[Items from a point labeling set]

-- START --

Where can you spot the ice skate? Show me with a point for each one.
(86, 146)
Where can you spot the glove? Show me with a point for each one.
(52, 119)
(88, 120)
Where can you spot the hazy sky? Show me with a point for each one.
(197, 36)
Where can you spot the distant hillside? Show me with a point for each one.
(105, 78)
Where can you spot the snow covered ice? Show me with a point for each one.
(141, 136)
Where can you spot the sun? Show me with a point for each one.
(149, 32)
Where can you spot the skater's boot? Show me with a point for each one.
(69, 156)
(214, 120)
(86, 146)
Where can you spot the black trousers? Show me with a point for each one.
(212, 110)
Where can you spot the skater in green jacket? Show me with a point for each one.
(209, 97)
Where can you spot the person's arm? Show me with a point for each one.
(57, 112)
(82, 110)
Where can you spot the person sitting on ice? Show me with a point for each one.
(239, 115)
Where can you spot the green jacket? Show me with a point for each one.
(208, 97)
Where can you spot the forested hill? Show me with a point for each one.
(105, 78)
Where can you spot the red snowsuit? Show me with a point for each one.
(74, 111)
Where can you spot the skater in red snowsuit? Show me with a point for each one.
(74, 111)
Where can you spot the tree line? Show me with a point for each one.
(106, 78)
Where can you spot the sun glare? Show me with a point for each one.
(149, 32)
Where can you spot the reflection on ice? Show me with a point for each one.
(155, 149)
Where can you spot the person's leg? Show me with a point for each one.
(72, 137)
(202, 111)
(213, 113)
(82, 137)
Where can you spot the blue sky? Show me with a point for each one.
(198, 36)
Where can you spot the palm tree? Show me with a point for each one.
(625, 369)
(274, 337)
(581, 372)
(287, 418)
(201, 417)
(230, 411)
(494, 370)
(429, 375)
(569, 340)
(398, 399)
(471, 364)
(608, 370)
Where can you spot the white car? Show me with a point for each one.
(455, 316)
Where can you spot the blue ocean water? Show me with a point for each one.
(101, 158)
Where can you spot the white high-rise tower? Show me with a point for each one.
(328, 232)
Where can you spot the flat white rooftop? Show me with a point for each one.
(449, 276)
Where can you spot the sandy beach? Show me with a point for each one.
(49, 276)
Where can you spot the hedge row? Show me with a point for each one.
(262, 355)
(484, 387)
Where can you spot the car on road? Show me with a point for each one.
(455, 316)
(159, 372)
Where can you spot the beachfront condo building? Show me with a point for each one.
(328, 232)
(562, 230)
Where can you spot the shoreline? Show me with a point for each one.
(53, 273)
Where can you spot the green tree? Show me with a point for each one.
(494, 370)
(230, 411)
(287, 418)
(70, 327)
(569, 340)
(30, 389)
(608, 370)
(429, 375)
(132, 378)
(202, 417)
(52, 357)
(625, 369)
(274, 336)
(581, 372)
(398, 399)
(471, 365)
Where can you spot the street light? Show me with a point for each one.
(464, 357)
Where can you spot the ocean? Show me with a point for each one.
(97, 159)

-- END --

- **Stated task**
Write out the items again, from the line containing "Where can you spot the reflection" through the end of the items, with the requests included. Multiply every coordinate in the answers by 1.6 and round each result to a whole number, rounding halves up.

- **Final answer**
Where can you spot the reflection on ice? Show me with a point for each one.
(248, 238)
Where can you spot the person's leg? Show me with a point for each one.
(115, 219)
(323, 178)
(341, 181)
(131, 219)
Where can you spot the blue sky? Show me with a point for each one.
(317, 58)
Where can you spot the palm tree? Show me with a point for each one.
(1000, 590)
(438, 539)
(930, 595)
(459, 669)
(322, 667)
(368, 658)
(790, 592)
(686, 600)
(910, 544)
(637, 638)
(754, 582)
(973, 592)
Where can you spot the white car? Show me with a point for each one.
(728, 506)
Where can you spot the blue ocean water? Show me with a point for each one.
(162, 253)
Where can you spot the white high-rise tower? Show me with a point for each one.
(525, 371)
Where can you spot the flat white rooftop? Show me with a point for each one.
(718, 442)
Where can you spot the sandy beach? Show me with a point for each one.
(78, 442)
Where can you spot the hedge row? Show me with a point for each one.
(419, 568)
(774, 619)
Where can you spot the car on road? Show me with a point for each one.
(728, 506)
(254, 595)
Where can you spot the beachfront condo building? Show me with a point for each one.
(525, 371)
(899, 368)
Where can you spot the shoreline? Show me with a point for each one.
(85, 437)
Where can you spot the green tree? Show me with a point for each one.
(790, 592)
(368, 658)
(459, 669)
(112, 523)
(910, 544)
(48, 622)
(973, 592)
(686, 600)
(211, 605)
(323, 667)
(83, 571)
(1000, 590)
(438, 538)
(930, 595)
(637, 638)
(754, 584)
Where can you spot the street light? Show me with a point for each one.
(742, 571)
Where can you spot the ocean? Show me with a point for each one.
(155, 254)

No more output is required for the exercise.